Study material:

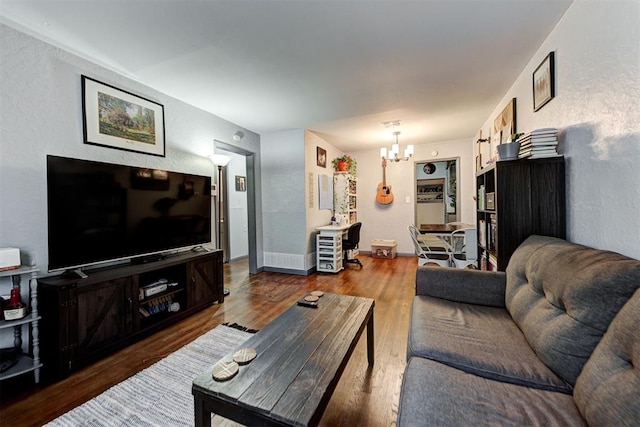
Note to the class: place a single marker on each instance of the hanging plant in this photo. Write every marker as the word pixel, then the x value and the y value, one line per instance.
pixel 344 163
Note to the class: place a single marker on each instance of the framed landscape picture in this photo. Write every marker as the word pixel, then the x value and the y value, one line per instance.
pixel 118 119
pixel 543 82
pixel 321 157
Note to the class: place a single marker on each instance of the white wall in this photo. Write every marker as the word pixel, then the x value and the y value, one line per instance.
pixel 391 221
pixel 283 199
pixel 41 114
pixel 597 110
pixel 316 217
pixel 237 208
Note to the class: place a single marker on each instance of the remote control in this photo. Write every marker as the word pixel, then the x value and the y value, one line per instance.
pixel 312 304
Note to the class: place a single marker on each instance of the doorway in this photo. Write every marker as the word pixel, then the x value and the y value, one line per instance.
pixel 249 186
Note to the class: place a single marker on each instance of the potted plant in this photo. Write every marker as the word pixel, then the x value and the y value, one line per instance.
pixel 344 163
pixel 509 150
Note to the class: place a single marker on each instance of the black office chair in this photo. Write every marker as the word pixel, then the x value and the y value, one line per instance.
pixel 351 242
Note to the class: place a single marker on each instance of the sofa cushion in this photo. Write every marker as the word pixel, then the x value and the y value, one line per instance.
pixel 434 394
pixel 563 297
pixel 608 389
pixel 478 339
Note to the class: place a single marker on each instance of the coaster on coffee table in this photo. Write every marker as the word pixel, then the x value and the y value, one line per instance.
pixel 224 370
pixel 244 356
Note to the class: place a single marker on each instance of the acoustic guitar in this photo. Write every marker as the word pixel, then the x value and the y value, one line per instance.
pixel 384 196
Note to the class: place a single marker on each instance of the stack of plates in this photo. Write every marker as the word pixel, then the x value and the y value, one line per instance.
pixel 539 143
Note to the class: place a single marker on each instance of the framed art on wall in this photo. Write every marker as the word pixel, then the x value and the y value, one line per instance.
pixel 118 119
pixel 321 157
pixel 544 82
pixel 241 183
pixel 505 124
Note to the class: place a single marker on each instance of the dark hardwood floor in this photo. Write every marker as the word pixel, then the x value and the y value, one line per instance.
pixel 364 396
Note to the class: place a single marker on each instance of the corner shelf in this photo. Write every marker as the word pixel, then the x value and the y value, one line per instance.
pixel 25 362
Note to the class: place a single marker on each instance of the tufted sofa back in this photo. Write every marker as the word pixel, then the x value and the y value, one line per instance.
pixel 607 392
pixel 563 296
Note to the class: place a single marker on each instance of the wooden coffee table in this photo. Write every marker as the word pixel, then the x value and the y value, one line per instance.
pixel 300 358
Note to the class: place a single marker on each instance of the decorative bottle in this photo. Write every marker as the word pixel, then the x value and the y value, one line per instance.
pixel 15 309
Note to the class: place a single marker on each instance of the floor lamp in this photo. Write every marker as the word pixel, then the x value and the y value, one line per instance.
pixel 220 160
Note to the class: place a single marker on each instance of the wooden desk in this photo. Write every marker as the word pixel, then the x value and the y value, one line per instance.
pixel 443 232
pixel 300 358
pixel 442 229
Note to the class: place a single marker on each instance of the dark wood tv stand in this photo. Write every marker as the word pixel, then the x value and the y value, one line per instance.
pixel 85 319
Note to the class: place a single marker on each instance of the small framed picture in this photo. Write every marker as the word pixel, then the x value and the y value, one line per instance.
pixel 544 82
pixel 321 157
pixel 118 119
pixel 241 183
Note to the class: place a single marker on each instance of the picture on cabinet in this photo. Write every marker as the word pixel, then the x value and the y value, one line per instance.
pixel 118 119
pixel 505 124
pixel 544 82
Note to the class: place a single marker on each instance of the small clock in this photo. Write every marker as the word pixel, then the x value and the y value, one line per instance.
pixel 429 168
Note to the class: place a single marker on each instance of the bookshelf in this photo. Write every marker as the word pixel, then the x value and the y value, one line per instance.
pixel 516 199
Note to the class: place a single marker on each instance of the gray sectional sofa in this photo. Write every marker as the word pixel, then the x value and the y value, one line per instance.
pixel 554 341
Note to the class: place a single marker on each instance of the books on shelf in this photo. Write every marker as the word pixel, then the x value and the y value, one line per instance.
pixel 482 231
pixel 539 143
pixel 481 195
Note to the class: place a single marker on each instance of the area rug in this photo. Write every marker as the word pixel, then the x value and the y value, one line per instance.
pixel 159 395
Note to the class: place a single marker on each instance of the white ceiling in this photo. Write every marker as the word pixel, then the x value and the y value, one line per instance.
pixel 338 68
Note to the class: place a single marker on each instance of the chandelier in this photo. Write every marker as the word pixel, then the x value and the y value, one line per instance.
pixel 393 155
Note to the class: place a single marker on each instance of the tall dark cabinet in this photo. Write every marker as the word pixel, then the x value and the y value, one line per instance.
pixel 85 319
pixel 515 200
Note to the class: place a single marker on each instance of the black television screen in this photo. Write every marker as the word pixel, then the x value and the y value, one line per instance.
pixel 100 212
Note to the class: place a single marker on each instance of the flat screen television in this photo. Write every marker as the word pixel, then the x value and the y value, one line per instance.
pixel 102 212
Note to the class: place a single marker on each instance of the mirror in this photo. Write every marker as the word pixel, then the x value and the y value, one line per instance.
pixel 436 192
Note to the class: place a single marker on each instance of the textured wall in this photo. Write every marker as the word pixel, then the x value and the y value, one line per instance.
pixel 283 193
pixel 41 114
pixel 597 109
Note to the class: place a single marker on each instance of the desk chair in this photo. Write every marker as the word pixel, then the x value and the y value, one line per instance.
pixel 465 247
pixel 426 255
pixel 351 243
pixel 428 243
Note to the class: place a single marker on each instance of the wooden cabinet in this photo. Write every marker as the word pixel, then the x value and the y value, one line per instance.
pixel 515 200
pixel 103 317
pixel 85 319
pixel 205 277
pixel 24 362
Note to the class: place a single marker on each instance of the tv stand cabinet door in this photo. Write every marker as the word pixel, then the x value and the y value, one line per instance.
pixel 104 317
pixel 205 277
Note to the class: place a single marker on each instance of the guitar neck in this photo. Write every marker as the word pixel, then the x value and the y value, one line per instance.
pixel 384 172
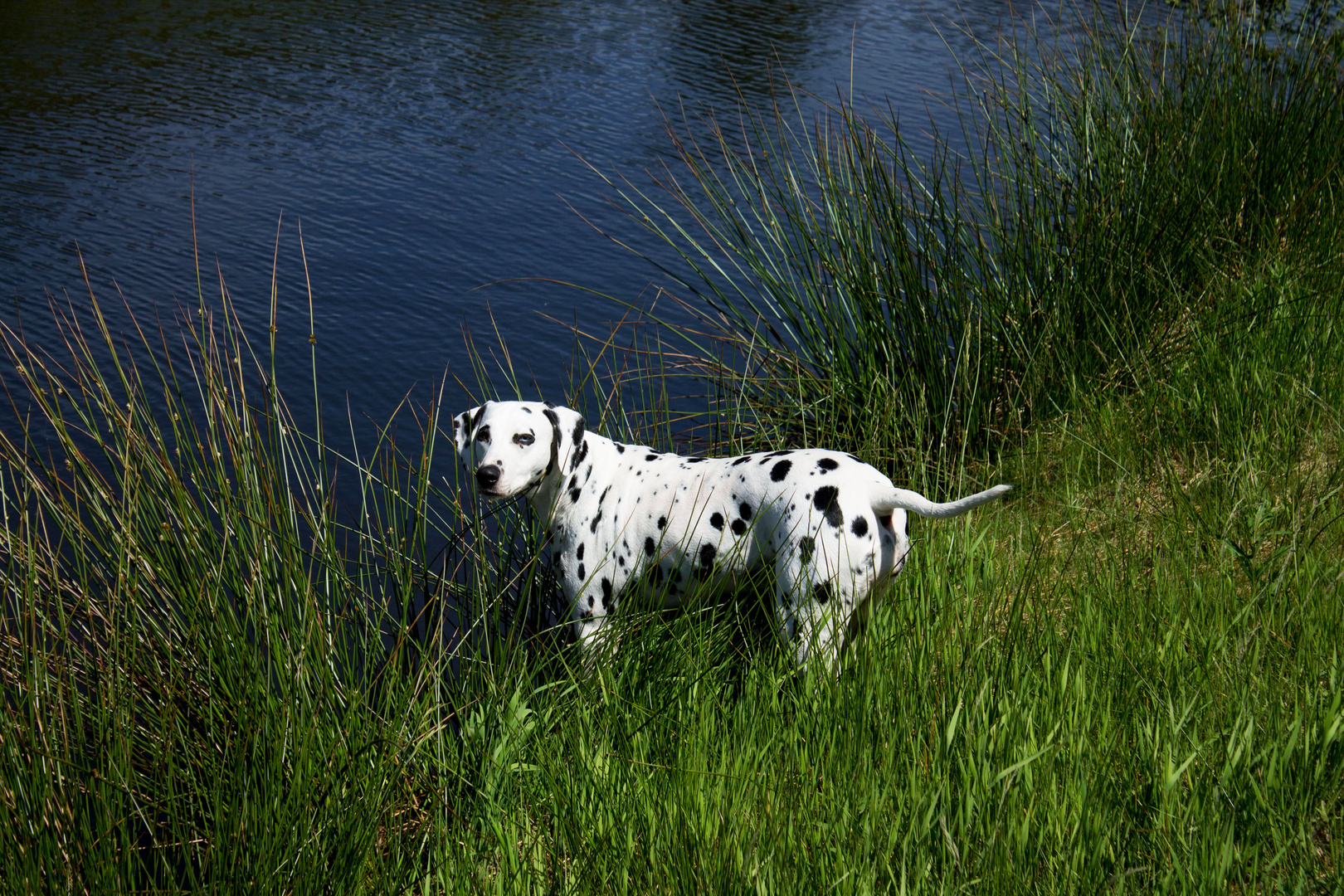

Try it: Write out the whole listing again, exactly, with no pictures.

Solution for this task:
Note to the class: place a single marker on each instance of the hanging plant in this photo. Write every marker as the word pixel, then the x value and the y value, one line per instance.
pixel 344 163
Note to the class: place a single marker on each instance of the framed landscape picture in this photo. Write every marker as the word pixel, then the x value and the y value, one line per instance.
pixel 118 119
pixel 543 82
pixel 321 157
Note to the class: place a single marker on each instance of the white wall in this photo. Write every marker as the word pixel, then the x value and the y value, one line per instance.
pixel 391 221
pixel 283 199
pixel 41 114
pixel 597 110
pixel 316 217
pixel 237 208
Note to the class: place a single marker on each instance of the remote control in this photo. Write every marker as the word pixel, then the x value and the y value, one line per instance.
pixel 312 304
Note to the class: place a single marker on each instance of the doorway in this photo. Write every marker as the word pixel, then the x value and the y value, one line per instance.
pixel 249 186
Note to the class: place a single marker on each instance of the potted plant in this photo. Write every marker as the word pixel, then the x value and the y value, one line per instance.
pixel 344 163
pixel 509 150
Note to the class: place a single marker on each instance of the black office chair in this photo. Write every marker as the word pixel, then the x value and the y value, one line per instance.
pixel 351 242
Note to the class: place a single marker on each instance of the sofa cushion in this photo. Write every marker as the word pixel, then the x value and the y value, one line per instance.
pixel 434 394
pixel 563 297
pixel 608 389
pixel 478 339
Note to the class: place a single marker on each instance of the coaster on coffee table in this photo. Write every marker as the word pixel, then the x value and the y value, one line per instance.
pixel 224 370
pixel 244 356
Note to the class: place a single marker on each instance of the acoustic guitar in this photo. Write every marker as the word pixel, then the x value and the y value, one line per instance.
pixel 384 196
Note to the class: place a single marker on each instance of the stack of plates in this photo. Write every marker as the word pixel, then the x value and the y value, one line per instance.
pixel 539 143
Note to the class: place a single marker on each instance of the framed art on wall in this photo. Write every marker as the word pixel, then the x value and the y value, one line per instance.
pixel 118 119
pixel 321 157
pixel 544 82
pixel 241 183
pixel 505 124
Note to the class: place a single marker on each instance of the dark hardwood floor in this photo. Write every marker as the word pixel, then the x value and the y value, one line per instance.
pixel 364 396
Note to the class: place a single marker on each instance of the corner shelf in this photo. Write every marker as the word pixel, then the x value and the y value, one line per instance.
pixel 25 362
Note to the class: place a single marker on each instance of the tufted sofa back in this photo. Write every marker as the word pixel, then the x value and the y value, one line per instance.
pixel 607 392
pixel 563 296
Note to the class: place a single marker on each instance of the wooden coffee table in this photo. Write every marker as the word pixel, then the x value and the y value, one line per instance.
pixel 300 358
Note to the class: place a single marker on each instance of the decorative bottle in this photo. Write every marker as the word pixel, then the x value and the y value, one line per instance.
pixel 15 309
Note to the class: place a single marker on each instance of the floor lamp in this photo. Write every marker as the word pixel, then the x value and the y value, one line per instance.
pixel 220 160
Note to the class: place a single marker on each instance of the wooden desk in this photo. Write every marker as the word pixel, then the x value and the y value, one line per instance.
pixel 443 232
pixel 300 358
pixel 442 229
Note to the class: place a single marker on each instance of the dark wood tv stand in this photo. Write every marker as the word pixel, then the x value and the y value, one line per instance.
pixel 85 319
Note to the class: place a single marker on each instance of the small framed picture in this photo. Write every marker as the word pixel, then the x value and the y value, one line per instance.
pixel 544 82
pixel 321 157
pixel 118 119
pixel 241 183
Note to the class: place a single marker on each instance of the picture on cabinet in this photo. Write every marker as the word pixel, then the x value and the y value, one line per instance.
pixel 118 119
pixel 505 124
pixel 544 82
Note to the class: place a single marker on each instance of the small clock in this photo. Write every marker as the word pixel, then the x value and the y value, one line per instance.
pixel 429 168
Note to the class: place a single marker on each instance of the bookshelf in this photo. Write every marker as the word pixel, then the x value and the y value, one line per instance.
pixel 516 199
Note to the class: place a single marker on each instance of the gray sectional sofa in this photo. Write every marker as the word pixel, then the x value and the y value, one line per instance.
pixel 554 341
Note to the class: place a single marker on each instance of the books on shelf in this photo. Write every marker as the word pixel, then the x value and the y value, one line per instance.
pixel 482 231
pixel 539 143
pixel 481 195
Note to the class: place a single marker on each instance of the area rug in this photo. Write every marker as the word pixel, then the x value and the y value, one line per instance.
pixel 159 395
Note to the class: place a single marker on each instance of the white ceiling in this photo. Write every marker as the word pixel, then the x value and the y value, one line per instance.
pixel 338 68
Note to the class: place a single marker on each instance of the chandelier in this photo. Write every marker as the word pixel, then the x value and the y value, one line per instance.
pixel 393 155
Note to the class: place a single marker on each instance of the tall dark cabinet in this photo. Write every marker as the word pixel, then the x value and the y value, one line per instance.
pixel 85 319
pixel 515 200
Note to the class: place a single marker on each instance of the black television screen in this photo. Write every marker as the word pixel, then the x value and the y value, one line per instance.
pixel 100 212
Note to the class: place a single marker on each instance of the flat screen television in this photo. Write every marker as the word pixel, then the x value and the y value, one line per instance.
pixel 102 212
Note to the class: place a single marker on each instance of the mirror in this photo. Write every marker as the word pixel, then the x value and the y value, one line per instance.
pixel 436 192
Note to the class: place a single marker on each instance of the textured wall in this photo. Write every marker as the word pixel, then the x value and the y value, one line per instance.
pixel 283 193
pixel 41 114
pixel 597 109
Note to the class: place a single marker on each instance of the desk chair in this photo. Write every marker as the word pixel, then the x value and the y value, one line per instance.
pixel 465 247
pixel 426 255
pixel 351 243
pixel 428 243
Note to the class: place a single marker on each instance of the wooden cabinet in this photo. Write every marker as the word pixel, then the x value and the y value, one line per instance.
pixel 515 200
pixel 103 317
pixel 85 319
pixel 205 277
pixel 24 362
Note to the class: place a single marker on each instance of the tv stand cabinet door in this photo. Write every marker as the word pixel, then the x value and the y value, one line per instance.
pixel 104 317
pixel 205 277
Note to the class: place a single marker on each instance of the guitar neck in this photo. Write every marker as the word pixel, then the x value and the y value, one line per instance.
pixel 384 172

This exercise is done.